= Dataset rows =
####################
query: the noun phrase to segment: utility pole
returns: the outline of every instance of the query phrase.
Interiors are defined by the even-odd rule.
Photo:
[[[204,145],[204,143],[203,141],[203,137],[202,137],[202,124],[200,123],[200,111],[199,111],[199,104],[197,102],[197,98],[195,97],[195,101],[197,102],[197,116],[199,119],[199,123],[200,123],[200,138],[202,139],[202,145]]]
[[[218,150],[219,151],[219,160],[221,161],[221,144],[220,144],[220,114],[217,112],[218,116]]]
####################
Reproduce the data above word for word, keeping every line and character unchanged.

= TASK RESULT =
query: the noun phrase to segment: utility pole
returns: the outline of every instance of the query phrase.
Interiors are defined by the even-odd rule.
Photo:
[[[204,145],[204,143],[203,141],[203,137],[202,137],[202,124],[200,123],[200,111],[199,111],[199,104],[197,102],[197,98],[195,97],[195,101],[197,102],[197,116],[199,119],[199,123],[200,123],[200,138],[202,139],[202,145]]]
[[[218,150],[219,151],[219,160],[221,161],[221,144],[220,144],[220,114],[217,112],[218,116]]]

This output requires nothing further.